*PAGE EXTRACT:*
USD: Winding down the fanfare

This week will likely be a lot quieter than last week for the US dollar. With no Fed speakers and only second tier data gracing our calendar, we may be subject to moves outside of domestic developments.

Political risk is still whirring in the background as a vote on the healthcare bill has been delayed until Senator John McCain recovers from eye surgery. Senate Majority leader Mitch McConnell is facing a high-stakes vote, and the odds aren’t great. Two Republican senators have publically come out against the bill, losing another would likely mean back to the drawing board. McConnell has already admitted the possibility and would seek a more bipartisan-friendly draft if he cannot push the legislation through. Headlines on whether the bill will pass could direct some USD moves – investors have long been looking for confirmation that the Trump administration can push legislation through Congress and if they get it, we would see this as a USD-positive.

Housing data on Tuesday and Wednesday will be watched for any large departures from consensus, weekly unemployment on Friday as well.

EUR: Waiting for Draghi to drop the mic

Eurozone inflation led the economic calendar for Europe this week, but revealed little to excite markets. Inflation came in as-expected, confirming a slight slowdown in June and exactly in-line with the flash estimates.

The ZEW survey of economic sentiment in Germany and the euro area may garner some attention Tuesday, and all eyes are on July’s ECB meeting Thursday.

*MATERIAL SUPPLIED:*
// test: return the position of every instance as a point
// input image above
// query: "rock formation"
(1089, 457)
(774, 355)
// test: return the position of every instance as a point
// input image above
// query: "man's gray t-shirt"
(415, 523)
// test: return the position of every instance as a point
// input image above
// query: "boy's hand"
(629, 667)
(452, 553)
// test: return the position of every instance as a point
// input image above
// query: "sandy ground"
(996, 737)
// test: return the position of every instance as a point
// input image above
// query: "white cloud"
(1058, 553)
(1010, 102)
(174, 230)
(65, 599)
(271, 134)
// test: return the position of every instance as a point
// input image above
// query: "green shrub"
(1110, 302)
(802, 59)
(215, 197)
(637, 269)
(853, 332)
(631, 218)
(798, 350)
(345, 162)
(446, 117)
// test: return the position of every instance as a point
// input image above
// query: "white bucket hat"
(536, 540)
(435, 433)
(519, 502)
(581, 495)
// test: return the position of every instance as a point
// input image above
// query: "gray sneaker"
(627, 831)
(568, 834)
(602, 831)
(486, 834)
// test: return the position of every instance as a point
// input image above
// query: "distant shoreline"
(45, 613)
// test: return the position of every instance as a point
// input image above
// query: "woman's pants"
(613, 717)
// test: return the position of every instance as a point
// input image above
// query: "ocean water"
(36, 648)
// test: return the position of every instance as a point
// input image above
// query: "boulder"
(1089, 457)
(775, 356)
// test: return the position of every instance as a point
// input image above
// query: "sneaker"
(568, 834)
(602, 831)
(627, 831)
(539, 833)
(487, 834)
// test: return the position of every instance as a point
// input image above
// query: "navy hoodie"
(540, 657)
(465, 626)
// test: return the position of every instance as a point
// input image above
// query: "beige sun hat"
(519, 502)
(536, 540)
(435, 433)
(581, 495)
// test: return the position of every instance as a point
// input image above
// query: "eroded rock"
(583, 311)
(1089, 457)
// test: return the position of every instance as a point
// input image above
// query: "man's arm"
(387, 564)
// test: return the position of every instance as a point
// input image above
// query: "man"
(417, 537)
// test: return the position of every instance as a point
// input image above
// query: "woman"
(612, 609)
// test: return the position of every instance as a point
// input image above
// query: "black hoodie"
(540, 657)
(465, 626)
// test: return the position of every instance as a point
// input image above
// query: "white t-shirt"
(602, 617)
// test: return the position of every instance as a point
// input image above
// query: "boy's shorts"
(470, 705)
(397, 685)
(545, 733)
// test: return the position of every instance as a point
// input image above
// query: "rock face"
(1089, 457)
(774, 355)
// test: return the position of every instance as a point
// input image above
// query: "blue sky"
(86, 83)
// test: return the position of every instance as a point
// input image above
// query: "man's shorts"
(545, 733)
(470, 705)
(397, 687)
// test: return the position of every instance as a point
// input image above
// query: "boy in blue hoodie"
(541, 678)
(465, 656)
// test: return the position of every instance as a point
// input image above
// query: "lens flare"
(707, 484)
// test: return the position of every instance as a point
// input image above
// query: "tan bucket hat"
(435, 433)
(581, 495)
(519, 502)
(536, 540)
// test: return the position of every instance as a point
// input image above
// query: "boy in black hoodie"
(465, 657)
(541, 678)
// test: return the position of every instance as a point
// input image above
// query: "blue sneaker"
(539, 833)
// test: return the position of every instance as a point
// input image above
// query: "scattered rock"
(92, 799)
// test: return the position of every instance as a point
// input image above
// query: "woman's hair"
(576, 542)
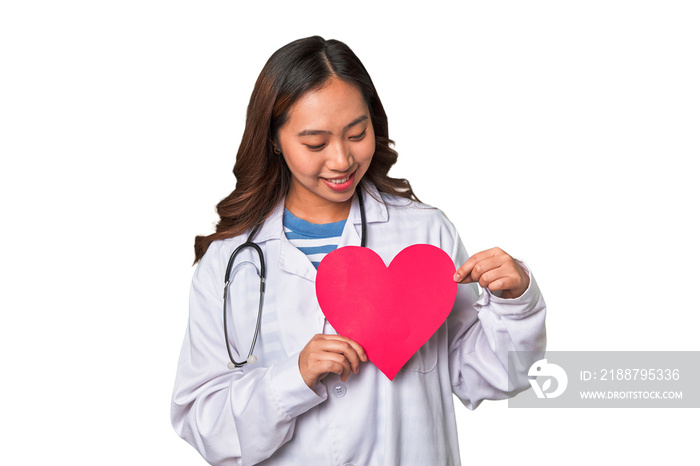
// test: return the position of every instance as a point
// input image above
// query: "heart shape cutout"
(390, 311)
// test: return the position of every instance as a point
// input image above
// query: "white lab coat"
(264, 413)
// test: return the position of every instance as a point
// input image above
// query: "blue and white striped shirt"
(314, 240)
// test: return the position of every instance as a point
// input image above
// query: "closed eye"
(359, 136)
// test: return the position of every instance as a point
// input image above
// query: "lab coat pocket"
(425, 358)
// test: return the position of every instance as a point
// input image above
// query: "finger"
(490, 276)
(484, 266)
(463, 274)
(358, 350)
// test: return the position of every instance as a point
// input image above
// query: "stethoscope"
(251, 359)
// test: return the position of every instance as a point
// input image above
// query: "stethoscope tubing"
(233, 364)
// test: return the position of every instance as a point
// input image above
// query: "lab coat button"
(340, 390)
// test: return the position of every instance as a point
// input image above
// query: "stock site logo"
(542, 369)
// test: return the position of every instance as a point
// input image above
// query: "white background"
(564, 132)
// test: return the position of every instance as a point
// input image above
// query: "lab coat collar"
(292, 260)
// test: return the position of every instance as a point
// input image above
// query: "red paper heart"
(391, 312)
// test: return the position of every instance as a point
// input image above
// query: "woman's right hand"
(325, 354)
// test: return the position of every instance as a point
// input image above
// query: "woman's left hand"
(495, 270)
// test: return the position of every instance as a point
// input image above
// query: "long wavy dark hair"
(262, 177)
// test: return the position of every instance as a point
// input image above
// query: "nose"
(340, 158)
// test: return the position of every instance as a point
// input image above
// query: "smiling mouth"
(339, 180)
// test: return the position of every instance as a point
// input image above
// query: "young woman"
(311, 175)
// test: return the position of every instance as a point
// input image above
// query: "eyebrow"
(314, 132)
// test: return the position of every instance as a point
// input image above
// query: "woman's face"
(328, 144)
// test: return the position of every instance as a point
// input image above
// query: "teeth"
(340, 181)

*REQUIREMENT 1:*
Answer these from the currency commentary:
(a) Until when has the vote on the healthcare bill been delayed?
(b) How did eurozone inflation compare with the flash estimates?
(c) On what day is July's ECB meeting?
*REQUIREMENT 2:*
Please write out the currency commentary word for word from "Housing data on" to "ECB meeting Thursday.".

*EXERCISE RESULT 1:*
(a) Until Senator John McCain recovers from eye surgery.
(b) It was exactly in line with them.
(c) Thursday.

*EXERCISE RESULT 2:*
Housing data on Tuesday and Wednesday will be watched for any large departures from consensus, weekly unemployment on Friday as well.

EUR: Waiting for Draghi to drop the mic

Eurozone inflation led the economic calendar for Europe this week, but revealed little to excite markets. Inflation came in as-expected, confirming a slight slowdown in June and exactly in-line with the flash estimates.

The ZEW survey of economic sentiment in Germany and the euro area may garner some attention Tuesday, and all eyes are on July’s ECB meeting Thursday.